PDC Cutter Technology NPI One of the primary revolutions within PDC cutter technology in the recent years is the development of non-planar interface (NPI) cutters and the rapid variation of NPI geometries by the bit manufacturers. The interface between the polycrystalline diamond and the tungsten carbide substrate is one of high stress due to the fact that in order to form the diamond layer, both are subjected to 1400 oC. The tungsten carbide will shrink more than the diamond on cooling, as it has a lower expansion coefficient and will thus set up a regime in which the tungsten carbide support is in tension whereas the diamond is in compression at the interface. Thus, in a planar interface, this stress is dissipated over a very narrow band.
An NPI cutter basically has an irregular interface, where numerous ridges or circles exist in the tungsten carbide substrate, so that when adhered, the diamond has a non-planar interface with the substrate and a large surface area contact. This results in the stress being dissipated across a wider area at the interface, reducing peak stress, and allowing higher loads to be applied prior to failure. This provides improved impact resistance.

## PROVIDED DATA
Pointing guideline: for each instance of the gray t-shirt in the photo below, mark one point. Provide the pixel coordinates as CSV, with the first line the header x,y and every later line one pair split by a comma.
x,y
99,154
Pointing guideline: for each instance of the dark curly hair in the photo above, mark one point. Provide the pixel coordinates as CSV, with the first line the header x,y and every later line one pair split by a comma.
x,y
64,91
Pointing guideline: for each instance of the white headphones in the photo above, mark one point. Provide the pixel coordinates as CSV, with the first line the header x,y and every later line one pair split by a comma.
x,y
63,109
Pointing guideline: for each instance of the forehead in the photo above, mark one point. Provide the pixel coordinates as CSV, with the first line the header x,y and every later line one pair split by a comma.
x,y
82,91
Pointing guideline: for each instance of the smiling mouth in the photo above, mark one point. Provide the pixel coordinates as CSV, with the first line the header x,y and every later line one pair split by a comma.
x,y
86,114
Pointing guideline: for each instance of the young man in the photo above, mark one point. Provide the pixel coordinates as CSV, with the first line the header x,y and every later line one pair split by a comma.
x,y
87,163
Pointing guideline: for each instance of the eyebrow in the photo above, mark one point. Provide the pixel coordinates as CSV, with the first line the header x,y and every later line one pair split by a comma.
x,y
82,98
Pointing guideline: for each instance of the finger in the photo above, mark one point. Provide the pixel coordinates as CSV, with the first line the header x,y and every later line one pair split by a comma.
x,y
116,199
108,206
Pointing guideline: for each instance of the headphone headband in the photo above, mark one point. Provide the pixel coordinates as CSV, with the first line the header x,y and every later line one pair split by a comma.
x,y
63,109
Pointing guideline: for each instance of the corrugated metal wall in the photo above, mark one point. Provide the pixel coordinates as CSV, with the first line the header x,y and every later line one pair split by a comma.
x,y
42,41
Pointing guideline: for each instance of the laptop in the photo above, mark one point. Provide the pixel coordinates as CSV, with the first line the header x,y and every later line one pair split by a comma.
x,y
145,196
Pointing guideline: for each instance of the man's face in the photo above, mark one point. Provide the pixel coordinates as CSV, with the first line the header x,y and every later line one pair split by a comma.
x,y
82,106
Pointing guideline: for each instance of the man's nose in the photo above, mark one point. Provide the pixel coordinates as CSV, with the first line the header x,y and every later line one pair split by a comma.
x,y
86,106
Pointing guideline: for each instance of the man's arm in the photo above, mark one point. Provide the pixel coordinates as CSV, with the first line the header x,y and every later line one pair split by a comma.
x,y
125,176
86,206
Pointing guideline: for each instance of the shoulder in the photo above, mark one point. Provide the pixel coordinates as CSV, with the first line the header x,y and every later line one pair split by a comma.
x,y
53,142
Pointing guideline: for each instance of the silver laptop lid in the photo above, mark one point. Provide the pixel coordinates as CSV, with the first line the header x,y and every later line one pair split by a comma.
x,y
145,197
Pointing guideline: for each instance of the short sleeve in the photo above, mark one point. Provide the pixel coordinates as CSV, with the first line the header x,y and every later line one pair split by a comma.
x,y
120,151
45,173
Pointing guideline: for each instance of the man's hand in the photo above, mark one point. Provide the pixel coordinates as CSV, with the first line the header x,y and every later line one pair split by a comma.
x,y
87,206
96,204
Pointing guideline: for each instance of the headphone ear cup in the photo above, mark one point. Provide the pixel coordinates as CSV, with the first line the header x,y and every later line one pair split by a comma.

## SET TASK 1
In the passage on PDC cutter technology, why do non-planar interface cutters offer better impact resistance? Answer in one to three sentences.
## SET TASK 2
Tally the lines of the entries that contain the string "headband", treating case as significant, and reply with the number only.

## CORRECT OUTPUT 1
Their ridged or circular interface gives the diamond a large contact area with the tungsten carbide substrate, so stress is spread across a wider area. This lowers peak stress and lets higher loads be applied before failure.

## CORRECT OUTPUT 2
1